> [Source passage]
Final velocity = 40 m/s

Explanation:

Given :

Height of the building = s = 80 metres

Gravitational force = g = 10 m/s²

Initial velocity = u = 0 m/s (The stone starts from rest)

To find :

• Time taken
• Speed of the stone when it reaches down

Using second equation of motion :

$s=ut+\frac{1}{2}at^{2}$

Here a = g,

$80 = 0 \times t + \frac{1}{2} \times 10t^{2}$

$80=5t^{2}$

t²=16

t = 4 seconds

The time taken for the stone to reach the ground is 4 seconds

Using first equation of motion :

V=u+at

V=0+10×4

V=0+40

V=40 m/s

The velocity of the stone on reaching the ground is equal to 40 m/s

Answer 2

GIVEN:

• Height of building = 80 m
• Acceleration = 10 m/s²
• Initial velocity = 0 m/s

TO FIND:

• Time taken
• Speed of stone

SOLUTION:

Finding time using second equation of motion

s = ut + ½ at²

Where

• s : distance = 80m
• u : initial velocity = 0 m/s
• a : acceleration = 10 m/s²
• t : time = ?

> [Exercise task] In the falling-stone solution, how long does the stone take to reach the ground?

> [Information provided]
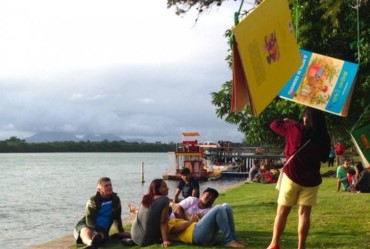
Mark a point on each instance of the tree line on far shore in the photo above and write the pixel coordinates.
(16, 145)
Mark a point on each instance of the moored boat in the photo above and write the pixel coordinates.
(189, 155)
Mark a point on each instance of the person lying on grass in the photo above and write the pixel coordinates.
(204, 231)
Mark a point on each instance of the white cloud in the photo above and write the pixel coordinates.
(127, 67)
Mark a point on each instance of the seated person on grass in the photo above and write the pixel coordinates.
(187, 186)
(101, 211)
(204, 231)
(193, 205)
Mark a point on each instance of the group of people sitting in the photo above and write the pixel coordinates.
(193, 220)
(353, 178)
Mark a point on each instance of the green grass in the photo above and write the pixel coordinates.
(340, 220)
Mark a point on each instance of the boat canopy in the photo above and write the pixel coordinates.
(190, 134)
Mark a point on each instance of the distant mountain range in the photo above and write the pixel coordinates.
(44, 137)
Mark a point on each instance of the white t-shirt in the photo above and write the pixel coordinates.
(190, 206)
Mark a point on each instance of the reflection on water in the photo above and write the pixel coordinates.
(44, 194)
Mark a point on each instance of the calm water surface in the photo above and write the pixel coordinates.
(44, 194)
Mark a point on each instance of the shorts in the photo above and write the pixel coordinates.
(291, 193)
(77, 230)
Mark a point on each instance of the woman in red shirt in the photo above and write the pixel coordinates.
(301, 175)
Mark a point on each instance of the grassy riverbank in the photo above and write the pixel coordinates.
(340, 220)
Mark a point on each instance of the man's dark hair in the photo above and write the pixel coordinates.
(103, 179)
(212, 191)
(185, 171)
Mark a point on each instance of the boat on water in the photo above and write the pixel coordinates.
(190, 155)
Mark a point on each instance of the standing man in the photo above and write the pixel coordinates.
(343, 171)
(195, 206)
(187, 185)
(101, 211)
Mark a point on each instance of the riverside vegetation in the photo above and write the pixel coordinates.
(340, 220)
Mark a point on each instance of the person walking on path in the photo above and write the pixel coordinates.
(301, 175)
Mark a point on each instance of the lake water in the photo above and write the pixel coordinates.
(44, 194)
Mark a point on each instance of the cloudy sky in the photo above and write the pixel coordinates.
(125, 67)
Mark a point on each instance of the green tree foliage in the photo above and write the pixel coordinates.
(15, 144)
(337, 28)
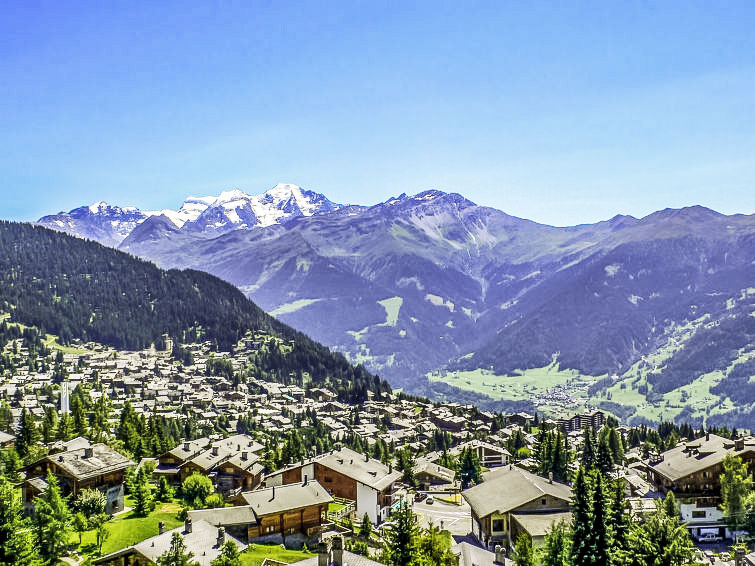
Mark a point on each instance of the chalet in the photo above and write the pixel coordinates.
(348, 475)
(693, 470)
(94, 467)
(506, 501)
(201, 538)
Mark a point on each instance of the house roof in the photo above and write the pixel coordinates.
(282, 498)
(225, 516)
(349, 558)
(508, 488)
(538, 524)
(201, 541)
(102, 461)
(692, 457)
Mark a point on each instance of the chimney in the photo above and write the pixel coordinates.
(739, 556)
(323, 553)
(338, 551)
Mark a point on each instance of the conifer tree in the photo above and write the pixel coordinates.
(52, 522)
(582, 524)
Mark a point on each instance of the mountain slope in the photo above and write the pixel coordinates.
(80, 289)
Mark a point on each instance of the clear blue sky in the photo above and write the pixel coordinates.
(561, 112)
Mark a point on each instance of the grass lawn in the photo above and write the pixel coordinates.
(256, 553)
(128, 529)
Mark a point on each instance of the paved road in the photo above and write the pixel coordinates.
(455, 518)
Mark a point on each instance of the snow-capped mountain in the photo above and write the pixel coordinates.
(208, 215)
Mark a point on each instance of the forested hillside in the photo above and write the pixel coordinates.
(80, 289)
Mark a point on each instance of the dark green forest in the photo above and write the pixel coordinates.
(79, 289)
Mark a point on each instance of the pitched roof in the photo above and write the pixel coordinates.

> [Final result] 4 seconds